Each record should be retyped word for word.
****************************************
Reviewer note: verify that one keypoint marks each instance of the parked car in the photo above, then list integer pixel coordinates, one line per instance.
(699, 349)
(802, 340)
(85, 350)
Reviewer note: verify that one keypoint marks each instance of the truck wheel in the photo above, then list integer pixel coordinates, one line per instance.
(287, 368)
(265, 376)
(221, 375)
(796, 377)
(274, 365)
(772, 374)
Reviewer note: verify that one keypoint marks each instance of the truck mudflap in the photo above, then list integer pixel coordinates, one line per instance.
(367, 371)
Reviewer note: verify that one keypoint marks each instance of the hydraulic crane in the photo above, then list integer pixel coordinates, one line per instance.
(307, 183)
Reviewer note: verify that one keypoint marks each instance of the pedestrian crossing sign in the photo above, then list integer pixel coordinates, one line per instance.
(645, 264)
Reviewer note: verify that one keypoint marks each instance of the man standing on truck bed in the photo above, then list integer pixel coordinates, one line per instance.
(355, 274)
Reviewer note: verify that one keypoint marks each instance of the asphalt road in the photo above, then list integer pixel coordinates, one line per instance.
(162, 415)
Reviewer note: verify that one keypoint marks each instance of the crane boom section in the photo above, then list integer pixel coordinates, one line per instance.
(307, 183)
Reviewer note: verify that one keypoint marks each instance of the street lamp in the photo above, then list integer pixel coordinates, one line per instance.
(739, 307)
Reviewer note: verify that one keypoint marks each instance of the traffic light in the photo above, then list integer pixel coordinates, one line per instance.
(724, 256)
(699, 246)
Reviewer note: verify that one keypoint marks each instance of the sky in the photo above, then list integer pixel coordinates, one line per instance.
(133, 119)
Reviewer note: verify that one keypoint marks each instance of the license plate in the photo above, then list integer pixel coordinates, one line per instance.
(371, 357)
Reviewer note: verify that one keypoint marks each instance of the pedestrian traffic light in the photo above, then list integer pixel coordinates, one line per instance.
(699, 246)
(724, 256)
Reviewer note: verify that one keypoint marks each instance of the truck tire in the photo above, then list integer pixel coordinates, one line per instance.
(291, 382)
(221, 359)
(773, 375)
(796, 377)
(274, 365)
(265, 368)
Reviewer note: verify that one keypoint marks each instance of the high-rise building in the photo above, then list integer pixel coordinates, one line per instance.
****************************************
◆ **Task solution**:
Reviewer note: verify that one keypoint marks each instance of the parked car in the photo above, then list integer pixel coordinates, one line per instance.
(699, 349)
(802, 340)
(85, 350)
Reviewer note: verify that one keypoint marks each instance of the truck wheel in the photo above, then list integer pixel coordinates, one line per instance.
(287, 368)
(265, 376)
(221, 375)
(796, 377)
(274, 365)
(772, 374)
Reviewer note: verify that one keypoint marks each instance of the truck mudflap in the photo above, then list integer pixel coordinates, one line per instance.
(367, 371)
Reviewer note: verify that one keypoint marks each instance of the hydraulic crane in the photo above, then list integer pixel coordinates, one line per instance.
(307, 183)
Reviewer note: verify that one keypoint marks each instance of the pedestrian crossing sign in the photo above, then list integer pixel coordinates, one line per instance.
(645, 264)
Reviewer note: verify that one keypoint marks each instance of the man standing on truck bed in the photo above, then list integer pixel coordinates, one line per instance.
(355, 274)
Reviewer note: verify that one keypoint marks each instance of the asphalt road in the photo above, then list integer pixel coordinates, one line per instance.
(162, 415)
Reviewer note: verify that one keypoint marks each instance of the crane boom section in the photo above, then list integer pixel coordinates, one line per instance.
(307, 183)
Reviewer note: verify that one keypoint marks each instance of the street lamp in the photo above, then list integer pixel coordinates, one line per instance.
(739, 307)
Reviewer note: verify that one keypoint marks each instance of the traffic light in the photo above, then list integer pixel coordinates, one line per instance.
(724, 256)
(699, 246)
Reviewer note: verify that one keypoint marks each instance of the sky in the photo above, then list integer pixel coordinates, one line per instance.
(133, 119)
Reviewer note: verify that one keypoint marks each instance of the license plate in the photo above, then list integer pixel coordinates, one line per instance.
(371, 357)
Reviewer note: verify that one keypoint marks each instance of the pedestrian traffic light in the photo above, then list integer pixel coordinates, one line per instance.
(699, 246)
(724, 256)
Reviewer note: verify that one keypoint marks each instance of the truck tire in the photo above, then list integer pixel coordinates, one line per instance.
(291, 382)
(221, 359)
(773, 375)
(796, 377)
(274, 365)
(265, 368)
Reviewer note: verify that one keypoint marks each instance of the high-rise building in the photo above, then list integer pixel coordinates, one line per instance.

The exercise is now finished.